#### [GIVEN DATA]
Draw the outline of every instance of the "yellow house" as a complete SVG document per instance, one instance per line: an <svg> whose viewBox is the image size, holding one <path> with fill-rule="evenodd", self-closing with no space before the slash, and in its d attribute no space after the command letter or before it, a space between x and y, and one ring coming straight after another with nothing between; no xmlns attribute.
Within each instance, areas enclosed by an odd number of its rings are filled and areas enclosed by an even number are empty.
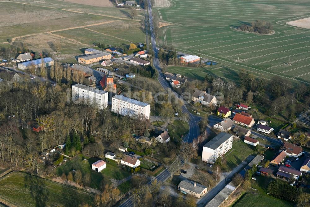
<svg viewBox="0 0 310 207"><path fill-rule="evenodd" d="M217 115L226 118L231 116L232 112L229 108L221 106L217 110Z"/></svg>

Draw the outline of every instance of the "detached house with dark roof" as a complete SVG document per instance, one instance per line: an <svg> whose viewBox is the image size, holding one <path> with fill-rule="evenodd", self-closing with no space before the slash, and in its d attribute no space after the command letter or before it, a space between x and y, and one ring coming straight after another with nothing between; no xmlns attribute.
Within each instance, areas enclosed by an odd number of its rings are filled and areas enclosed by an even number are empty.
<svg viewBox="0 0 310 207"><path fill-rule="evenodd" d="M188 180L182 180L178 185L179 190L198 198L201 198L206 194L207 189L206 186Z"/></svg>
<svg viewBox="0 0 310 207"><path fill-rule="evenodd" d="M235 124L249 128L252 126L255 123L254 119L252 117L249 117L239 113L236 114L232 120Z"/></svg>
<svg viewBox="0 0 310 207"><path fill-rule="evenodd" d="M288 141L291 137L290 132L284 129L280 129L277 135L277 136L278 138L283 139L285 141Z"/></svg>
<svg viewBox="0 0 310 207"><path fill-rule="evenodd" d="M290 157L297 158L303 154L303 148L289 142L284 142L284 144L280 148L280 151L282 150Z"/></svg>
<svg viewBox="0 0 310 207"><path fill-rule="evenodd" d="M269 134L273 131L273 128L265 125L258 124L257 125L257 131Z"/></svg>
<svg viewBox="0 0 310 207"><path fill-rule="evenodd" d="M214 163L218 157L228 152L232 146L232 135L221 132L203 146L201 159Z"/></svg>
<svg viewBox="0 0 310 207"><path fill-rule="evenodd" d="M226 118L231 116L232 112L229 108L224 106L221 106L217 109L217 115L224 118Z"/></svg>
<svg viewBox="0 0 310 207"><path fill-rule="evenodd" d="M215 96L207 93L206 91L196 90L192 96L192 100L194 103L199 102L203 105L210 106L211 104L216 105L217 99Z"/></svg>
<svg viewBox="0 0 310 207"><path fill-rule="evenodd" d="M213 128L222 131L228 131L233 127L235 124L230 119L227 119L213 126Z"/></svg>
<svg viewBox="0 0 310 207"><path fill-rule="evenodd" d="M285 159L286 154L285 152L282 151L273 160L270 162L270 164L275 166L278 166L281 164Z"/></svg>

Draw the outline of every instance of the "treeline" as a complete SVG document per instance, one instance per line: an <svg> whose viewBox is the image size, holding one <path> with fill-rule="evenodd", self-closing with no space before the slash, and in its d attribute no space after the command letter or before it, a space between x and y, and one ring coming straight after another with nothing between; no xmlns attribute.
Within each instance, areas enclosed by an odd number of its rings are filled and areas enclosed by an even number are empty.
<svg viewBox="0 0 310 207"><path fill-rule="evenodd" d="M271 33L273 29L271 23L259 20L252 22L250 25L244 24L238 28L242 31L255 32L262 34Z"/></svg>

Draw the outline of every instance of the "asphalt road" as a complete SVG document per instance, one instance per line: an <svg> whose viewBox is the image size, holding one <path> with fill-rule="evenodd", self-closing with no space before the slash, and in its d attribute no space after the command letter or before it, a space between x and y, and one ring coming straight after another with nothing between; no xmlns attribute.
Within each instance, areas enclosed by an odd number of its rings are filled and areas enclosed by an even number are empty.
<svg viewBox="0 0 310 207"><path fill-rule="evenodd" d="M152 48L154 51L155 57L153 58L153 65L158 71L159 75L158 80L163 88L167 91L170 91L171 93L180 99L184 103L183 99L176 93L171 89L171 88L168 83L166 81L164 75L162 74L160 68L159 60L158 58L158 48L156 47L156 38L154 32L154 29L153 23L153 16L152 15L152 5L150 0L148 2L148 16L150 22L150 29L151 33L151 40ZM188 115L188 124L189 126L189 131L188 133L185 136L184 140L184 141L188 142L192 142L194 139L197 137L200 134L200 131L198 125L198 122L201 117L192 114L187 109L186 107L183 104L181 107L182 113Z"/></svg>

* * *

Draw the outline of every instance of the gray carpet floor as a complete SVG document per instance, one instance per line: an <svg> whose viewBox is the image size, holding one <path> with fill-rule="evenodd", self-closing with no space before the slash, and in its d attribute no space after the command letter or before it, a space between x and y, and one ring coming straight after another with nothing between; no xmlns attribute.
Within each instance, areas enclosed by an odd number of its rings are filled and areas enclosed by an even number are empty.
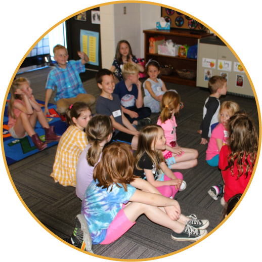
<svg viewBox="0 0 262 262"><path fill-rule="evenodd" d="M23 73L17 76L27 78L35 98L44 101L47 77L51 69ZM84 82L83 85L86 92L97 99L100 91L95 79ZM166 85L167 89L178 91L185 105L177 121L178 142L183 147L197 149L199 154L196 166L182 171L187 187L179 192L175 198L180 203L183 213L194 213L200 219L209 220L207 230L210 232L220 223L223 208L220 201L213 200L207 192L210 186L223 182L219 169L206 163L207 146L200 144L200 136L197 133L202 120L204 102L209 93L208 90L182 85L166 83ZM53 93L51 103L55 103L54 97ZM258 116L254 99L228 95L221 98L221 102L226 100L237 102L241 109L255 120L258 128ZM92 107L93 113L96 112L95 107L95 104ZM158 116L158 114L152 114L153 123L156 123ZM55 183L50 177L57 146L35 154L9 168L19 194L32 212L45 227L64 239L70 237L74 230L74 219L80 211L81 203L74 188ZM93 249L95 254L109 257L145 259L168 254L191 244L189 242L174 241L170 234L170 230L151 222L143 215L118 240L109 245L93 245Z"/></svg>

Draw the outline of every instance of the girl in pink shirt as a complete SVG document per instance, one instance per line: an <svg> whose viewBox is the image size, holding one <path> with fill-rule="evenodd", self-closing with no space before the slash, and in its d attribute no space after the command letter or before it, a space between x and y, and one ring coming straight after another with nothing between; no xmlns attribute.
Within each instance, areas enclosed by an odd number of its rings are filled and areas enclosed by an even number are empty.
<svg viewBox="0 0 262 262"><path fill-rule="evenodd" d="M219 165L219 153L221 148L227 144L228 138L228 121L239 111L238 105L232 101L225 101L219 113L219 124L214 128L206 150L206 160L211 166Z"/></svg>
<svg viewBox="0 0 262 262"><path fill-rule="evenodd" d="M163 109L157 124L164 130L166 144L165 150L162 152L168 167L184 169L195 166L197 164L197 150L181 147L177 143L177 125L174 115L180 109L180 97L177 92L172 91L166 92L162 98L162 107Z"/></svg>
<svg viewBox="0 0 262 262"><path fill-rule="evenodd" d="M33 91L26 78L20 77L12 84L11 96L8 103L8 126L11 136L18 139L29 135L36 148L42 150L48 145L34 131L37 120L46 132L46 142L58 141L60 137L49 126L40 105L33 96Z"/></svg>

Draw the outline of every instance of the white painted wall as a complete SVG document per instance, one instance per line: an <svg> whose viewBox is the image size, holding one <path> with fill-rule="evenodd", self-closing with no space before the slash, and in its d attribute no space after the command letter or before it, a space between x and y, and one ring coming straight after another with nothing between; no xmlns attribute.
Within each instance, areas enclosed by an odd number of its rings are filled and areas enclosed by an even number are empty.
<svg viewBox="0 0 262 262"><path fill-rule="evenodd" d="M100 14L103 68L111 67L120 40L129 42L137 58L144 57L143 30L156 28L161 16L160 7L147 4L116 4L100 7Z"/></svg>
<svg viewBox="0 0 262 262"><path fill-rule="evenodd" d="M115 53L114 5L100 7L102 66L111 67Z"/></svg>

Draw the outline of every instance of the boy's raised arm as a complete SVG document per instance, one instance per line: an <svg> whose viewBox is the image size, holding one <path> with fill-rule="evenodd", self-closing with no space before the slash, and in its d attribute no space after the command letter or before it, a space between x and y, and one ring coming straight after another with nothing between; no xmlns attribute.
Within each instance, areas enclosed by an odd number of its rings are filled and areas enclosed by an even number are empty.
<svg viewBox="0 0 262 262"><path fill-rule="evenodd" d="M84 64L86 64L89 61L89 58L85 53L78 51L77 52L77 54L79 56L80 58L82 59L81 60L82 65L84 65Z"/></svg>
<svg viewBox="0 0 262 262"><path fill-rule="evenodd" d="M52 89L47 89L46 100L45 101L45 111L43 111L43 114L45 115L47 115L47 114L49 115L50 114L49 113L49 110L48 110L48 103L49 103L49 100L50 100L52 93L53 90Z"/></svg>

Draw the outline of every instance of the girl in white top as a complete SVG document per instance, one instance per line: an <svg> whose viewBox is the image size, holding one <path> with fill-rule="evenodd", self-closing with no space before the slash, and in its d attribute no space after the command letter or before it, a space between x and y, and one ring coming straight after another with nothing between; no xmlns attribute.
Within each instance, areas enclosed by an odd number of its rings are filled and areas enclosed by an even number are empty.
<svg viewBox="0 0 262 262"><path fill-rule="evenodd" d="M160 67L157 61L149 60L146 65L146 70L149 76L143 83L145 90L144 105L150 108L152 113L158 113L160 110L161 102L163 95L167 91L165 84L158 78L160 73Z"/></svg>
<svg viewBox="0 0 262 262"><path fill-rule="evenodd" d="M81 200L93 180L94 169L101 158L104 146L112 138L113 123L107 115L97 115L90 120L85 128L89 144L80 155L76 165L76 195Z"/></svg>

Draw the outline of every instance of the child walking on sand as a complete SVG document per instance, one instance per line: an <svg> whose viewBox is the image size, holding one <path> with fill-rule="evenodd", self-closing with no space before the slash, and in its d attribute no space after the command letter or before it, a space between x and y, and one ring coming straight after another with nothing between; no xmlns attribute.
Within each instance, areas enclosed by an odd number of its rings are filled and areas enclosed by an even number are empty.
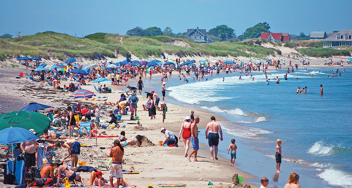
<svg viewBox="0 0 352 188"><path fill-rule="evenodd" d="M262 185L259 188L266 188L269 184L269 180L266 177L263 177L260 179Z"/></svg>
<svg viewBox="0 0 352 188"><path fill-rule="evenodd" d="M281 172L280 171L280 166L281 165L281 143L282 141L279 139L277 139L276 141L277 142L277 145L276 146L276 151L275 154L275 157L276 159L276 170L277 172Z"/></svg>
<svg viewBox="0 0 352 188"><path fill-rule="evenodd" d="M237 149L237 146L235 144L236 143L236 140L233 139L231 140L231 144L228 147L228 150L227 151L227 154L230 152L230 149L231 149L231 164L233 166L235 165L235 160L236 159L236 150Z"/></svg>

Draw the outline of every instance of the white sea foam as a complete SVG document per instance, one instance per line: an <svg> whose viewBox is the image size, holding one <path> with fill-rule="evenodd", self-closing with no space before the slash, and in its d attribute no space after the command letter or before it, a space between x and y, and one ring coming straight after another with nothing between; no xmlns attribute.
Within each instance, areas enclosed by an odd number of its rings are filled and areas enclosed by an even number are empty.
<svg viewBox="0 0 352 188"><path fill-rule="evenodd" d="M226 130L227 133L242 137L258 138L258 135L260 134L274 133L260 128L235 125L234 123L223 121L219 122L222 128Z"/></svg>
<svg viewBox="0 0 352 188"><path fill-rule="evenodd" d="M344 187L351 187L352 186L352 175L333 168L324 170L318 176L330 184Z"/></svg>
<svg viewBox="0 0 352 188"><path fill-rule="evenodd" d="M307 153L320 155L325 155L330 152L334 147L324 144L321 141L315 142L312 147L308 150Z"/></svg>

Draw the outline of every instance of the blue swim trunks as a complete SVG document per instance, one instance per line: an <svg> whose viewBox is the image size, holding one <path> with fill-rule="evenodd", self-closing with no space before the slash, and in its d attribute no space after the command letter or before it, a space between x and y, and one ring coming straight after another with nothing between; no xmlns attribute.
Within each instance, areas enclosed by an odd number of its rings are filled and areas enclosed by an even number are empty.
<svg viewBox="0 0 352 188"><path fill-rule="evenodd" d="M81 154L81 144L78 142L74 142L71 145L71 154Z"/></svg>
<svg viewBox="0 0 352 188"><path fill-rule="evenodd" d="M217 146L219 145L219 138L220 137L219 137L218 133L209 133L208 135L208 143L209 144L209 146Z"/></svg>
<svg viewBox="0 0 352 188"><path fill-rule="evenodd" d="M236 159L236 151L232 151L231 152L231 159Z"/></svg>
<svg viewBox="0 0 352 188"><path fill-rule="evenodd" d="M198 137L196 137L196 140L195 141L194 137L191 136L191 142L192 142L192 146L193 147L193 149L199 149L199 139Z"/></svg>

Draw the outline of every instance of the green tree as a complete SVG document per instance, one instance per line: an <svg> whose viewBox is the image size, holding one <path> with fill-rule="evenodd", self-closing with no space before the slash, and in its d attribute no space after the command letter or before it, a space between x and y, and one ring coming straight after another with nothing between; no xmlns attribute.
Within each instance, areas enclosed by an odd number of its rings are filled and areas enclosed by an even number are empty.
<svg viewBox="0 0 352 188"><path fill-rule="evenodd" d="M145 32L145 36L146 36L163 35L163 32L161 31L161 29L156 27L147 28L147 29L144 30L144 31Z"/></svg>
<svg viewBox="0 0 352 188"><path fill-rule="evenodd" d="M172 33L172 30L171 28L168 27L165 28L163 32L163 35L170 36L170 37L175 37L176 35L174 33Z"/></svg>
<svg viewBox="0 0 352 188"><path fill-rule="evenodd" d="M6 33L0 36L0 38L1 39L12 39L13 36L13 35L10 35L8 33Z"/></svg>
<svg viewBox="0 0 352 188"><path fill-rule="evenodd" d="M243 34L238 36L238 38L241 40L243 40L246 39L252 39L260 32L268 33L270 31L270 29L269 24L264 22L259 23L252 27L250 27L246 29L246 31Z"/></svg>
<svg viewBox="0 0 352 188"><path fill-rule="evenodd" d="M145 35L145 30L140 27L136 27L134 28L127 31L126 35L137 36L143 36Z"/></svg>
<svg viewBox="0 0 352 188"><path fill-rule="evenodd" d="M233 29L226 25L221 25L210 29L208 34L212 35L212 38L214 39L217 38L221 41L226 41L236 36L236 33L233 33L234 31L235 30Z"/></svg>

#### [EXERCISE]
How many lines in the records contain the string "girl", with case counting? Reply with the number alone.

#### [ANSWER TO THE EXERCISE]
2